— start of Recorded data —
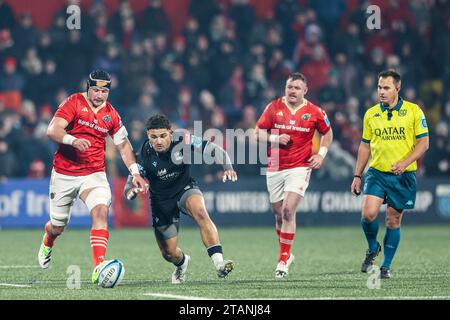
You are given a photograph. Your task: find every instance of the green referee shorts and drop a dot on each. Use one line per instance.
(399, 192)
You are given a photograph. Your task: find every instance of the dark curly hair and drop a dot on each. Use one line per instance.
(158, 121)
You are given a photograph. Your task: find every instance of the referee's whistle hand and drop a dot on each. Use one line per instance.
(229, 175)
(356, 187)
(398, 167)
(140, 183)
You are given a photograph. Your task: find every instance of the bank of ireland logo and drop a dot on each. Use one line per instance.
(443, 200)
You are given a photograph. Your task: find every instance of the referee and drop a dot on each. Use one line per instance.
(395, 135)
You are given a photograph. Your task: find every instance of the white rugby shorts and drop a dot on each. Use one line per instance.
(64, 190)
(288, 180)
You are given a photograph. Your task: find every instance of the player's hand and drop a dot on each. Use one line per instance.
(81, 144)
(284, 139)
(230, 175)
(315, 162)
(399, 167)
(133, 193)
(356, 186)
(140, 183)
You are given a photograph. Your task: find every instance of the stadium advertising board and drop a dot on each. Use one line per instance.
(24, 203)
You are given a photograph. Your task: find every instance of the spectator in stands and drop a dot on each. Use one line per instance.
(7, 20)
(11, 79)
(25, 35)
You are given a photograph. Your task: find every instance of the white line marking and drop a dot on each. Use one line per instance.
(18, 267)
(174, 296)
(179, 297)
(15, 285)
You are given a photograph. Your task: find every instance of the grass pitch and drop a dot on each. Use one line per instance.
(326, 266)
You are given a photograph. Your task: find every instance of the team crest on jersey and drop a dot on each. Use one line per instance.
(162, 172)
(423, 123)
(325, 118)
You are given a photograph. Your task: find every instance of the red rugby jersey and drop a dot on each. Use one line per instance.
(277, 118)
(84, 123)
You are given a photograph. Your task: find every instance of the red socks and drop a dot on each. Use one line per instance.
(49, 239)
(286, 241)
(99, 243)
(278, 232)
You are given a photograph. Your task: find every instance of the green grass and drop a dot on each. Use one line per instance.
(327, 265)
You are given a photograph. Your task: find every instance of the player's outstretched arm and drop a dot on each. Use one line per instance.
(421, 147)
(130, 191)
(128, 157)
(221, 157)
(57, 132)
(316, 160)
(264, 135)
(361, 162)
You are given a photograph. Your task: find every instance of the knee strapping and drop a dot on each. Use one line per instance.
(98, 196)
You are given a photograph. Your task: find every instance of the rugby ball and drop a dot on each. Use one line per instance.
(111, 274)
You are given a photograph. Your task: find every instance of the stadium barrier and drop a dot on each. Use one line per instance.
(24, 203)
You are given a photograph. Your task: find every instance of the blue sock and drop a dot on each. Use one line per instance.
(391, 241)
(371, 231)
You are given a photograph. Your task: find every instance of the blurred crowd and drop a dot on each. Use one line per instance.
(223, 69)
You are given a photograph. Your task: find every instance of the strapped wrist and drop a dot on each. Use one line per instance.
(323, 152)
(273, 138)
(134, 169)
(68, 139)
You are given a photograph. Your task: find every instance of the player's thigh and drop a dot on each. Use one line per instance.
(291, 202)
(63, 191)
(166, 218)
(297, 181)
(95, 191)
(168, 247)
(393, 217)
(193, 204)
(371, 206)
(275, 186)
(402, 191)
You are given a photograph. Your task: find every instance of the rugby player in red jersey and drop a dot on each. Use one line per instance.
(80, 127)
(289, 124)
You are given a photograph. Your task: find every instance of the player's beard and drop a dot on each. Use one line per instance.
(97, 102)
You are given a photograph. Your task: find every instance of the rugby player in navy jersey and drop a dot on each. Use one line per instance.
(165, 160)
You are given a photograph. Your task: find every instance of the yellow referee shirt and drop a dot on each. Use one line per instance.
(392, 134)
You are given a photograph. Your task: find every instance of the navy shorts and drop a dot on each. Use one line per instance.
(166, 212)
(399, 192)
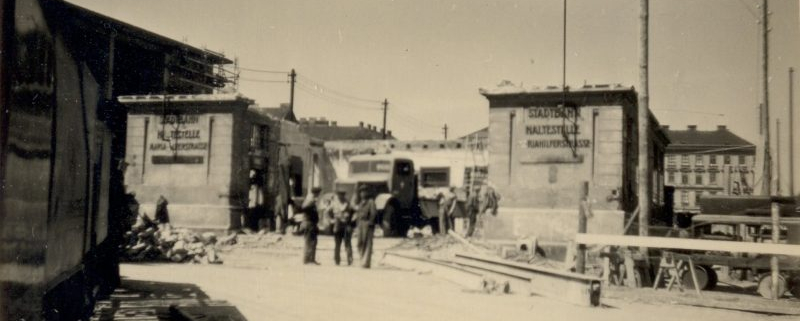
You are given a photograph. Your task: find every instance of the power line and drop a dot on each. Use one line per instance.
(332, 100)
(263, 80)
(264, 71)
(330, 90)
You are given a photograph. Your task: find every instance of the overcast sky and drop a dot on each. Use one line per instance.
(429, 58)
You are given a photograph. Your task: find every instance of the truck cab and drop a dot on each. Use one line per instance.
(392, 180)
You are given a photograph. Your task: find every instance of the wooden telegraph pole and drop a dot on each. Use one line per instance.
(766, 186)
(643, 170)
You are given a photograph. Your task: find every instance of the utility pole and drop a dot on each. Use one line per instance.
(778, 157)
(643, 170)
(385, 107)
(791, 132)
(293, 78)
(766, 187)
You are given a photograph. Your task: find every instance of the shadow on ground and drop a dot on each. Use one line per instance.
(150, 301)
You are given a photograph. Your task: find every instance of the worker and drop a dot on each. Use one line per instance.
(447, 204)
(341, 213)
(471, 207)
(162, 214)
(310, 228)
(366, 216)
(488, 200)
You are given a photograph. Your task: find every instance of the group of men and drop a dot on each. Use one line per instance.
(356, 216)
(479, 201)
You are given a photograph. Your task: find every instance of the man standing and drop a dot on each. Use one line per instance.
(280, 212)
(447, 206)
(310, 228)
(366, 216)
(342, 214)
(162, 214)
(472, 210)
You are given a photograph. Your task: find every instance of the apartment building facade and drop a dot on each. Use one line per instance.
(707, 162)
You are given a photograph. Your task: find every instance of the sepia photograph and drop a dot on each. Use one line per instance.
(415, 160)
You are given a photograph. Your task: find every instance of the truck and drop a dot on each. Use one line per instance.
(393, 181)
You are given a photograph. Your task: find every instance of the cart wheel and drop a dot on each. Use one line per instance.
(703, 278)
(765, 285)
(794, 285)
(713, 278)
— end of Recorded data —
▶ _Instruction_
Can you render the records as a numbered list, from the line containing "the truck and" through the end of the records, leaving out any blank lines?

▶ _Final result_
1. You are given a photograph. Your task: find every instance of the truck and drop a dot on each. Use one line per instance.
2. (393, 181)
3. You are given a photograph. Your task: find every instance of the cart wheel and drop a dot on each. Use one line per instance.
4. (703, 278)
5. (765, 285)
6. (794, 285)
7. (713, 278)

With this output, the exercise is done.